● **Exercise tasks**:
[A] In the article on how vaccination changed the profile of hospitalized COVID-19 patients, how many patients did the FAMERP researchers analyze?
[B] Write the next part of the article on vaccination and COVID-19 hospitalizations in São José do Rio Preto, picking up after its last sentence.

Vaccination has changed the profile of hospitalized COVID-19 patients and those who die from the disease
February 23, 2022
By Karina Toledo | Agência FAPESP – Vaccination has changed the profile of hospitalized COVID-19 patients and people who die from the disease in Brazil. A study conducted in São José do Rio Preto, in the state of São Paulo, Brazil, reports on the start of this process.
Researchers affiliated with the Virology Laboratory at São José do Rio Preto Medical School (FAMERP) retrospectively analyzed data for 2,777 patients treated between January 5 and September 12, 2021, at the region’s base hospital. The gamma variant (P.1) of SARS-CoV-2 was then predominant in the state, and most fully vaccinated Brazilians (two doses at that time) were over 60.
The patients were divided into vaccinated and non-vaccinated, and the researchers compared the characteristics of the two groups, from age, sex and comorbidities to symptoms, clinical conduct in hospital and outcome (recovery or death). The results are reported in a Letter to the Editor of the Journal of Infection.

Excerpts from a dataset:

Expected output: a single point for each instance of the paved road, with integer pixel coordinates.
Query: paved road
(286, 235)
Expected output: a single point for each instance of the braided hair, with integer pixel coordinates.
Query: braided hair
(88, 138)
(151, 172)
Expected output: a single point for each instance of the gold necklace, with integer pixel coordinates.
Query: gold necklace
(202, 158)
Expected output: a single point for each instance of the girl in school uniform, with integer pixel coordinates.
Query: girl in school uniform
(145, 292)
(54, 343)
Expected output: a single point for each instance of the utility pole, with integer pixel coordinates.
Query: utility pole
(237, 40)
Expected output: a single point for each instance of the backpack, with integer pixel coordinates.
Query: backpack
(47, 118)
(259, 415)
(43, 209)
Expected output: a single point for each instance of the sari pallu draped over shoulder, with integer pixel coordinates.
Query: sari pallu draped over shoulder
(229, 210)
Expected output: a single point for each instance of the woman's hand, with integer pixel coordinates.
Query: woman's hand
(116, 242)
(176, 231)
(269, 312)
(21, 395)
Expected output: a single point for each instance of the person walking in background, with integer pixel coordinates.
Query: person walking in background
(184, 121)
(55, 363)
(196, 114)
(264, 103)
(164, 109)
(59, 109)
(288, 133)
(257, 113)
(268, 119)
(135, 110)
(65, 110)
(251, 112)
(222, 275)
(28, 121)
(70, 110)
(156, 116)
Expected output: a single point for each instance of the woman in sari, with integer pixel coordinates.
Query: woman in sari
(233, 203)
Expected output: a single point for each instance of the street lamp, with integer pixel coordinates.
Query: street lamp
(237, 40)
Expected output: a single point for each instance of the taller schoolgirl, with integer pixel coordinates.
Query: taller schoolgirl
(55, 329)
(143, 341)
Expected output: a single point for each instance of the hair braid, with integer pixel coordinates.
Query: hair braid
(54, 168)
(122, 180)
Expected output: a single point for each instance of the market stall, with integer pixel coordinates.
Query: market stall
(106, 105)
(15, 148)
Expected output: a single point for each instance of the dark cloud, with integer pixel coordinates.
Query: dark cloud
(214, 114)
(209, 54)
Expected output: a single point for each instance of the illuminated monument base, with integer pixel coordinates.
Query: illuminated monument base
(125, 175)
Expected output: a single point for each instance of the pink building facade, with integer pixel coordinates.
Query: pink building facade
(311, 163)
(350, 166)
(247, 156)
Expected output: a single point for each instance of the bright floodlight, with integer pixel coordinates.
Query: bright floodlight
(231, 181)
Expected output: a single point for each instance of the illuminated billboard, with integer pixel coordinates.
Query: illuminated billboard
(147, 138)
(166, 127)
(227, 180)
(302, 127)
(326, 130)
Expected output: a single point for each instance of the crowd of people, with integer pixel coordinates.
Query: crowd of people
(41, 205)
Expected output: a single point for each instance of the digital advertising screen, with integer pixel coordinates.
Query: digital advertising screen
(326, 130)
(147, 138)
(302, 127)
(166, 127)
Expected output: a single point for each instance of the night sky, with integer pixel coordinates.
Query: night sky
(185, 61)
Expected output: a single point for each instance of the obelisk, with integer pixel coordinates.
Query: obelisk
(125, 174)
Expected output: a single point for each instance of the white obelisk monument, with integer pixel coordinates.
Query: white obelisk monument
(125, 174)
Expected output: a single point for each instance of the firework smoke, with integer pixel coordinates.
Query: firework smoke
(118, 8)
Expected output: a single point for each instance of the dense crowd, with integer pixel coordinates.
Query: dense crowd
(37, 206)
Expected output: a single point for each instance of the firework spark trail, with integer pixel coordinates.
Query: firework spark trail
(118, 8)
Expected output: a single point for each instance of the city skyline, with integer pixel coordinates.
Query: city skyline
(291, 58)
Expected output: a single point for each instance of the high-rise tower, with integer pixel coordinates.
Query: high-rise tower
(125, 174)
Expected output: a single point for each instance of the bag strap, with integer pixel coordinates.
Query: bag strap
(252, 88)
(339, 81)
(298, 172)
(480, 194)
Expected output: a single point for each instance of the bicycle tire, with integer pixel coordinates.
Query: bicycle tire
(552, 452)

● **Results for the exercise**:
[A] 2,777 patients

[B]
“The aim of our study was to discover the best predictors of death in COVID-19 vaccine breakthrough infections,” Maurício Lacerda Nogueira, a professor at FAMERP and corresponding author of the article, told Agência FAPESP.
The average age of the 2,518 non-vaccinated participants was 51, and 71.5% had one or more comorbidities, mostly heart disease, diabetes and obesity. The average age of the 259 participants who had received two vaccine doses was 73, and 95% had comorbidities.
The researchers used statistical techniques to analyze the data for these patients and found that the factors that correlated with a heightened risk of hospitalization and death among the non-vaccinated were being over 60 and having one or more of the following conditions: heart disease, liver, kidney and neurological disorders, diabetes, and immune deficiency. In the vaccinated group, being over 60 and having kidney failure were the sole predictors of mortality.
“This is clear evidence that vaccination is effective as protection and saves lives,” Nogueira said.
For Cássia Fernanda Estofolete, first author of the article and a member of FAMERP’s Virology Laboratory, vaccine rollout has “drastically” changed the profile of patients hospitalized for treatment of COVID-19, as well as the natural history of the disease (how it evolves).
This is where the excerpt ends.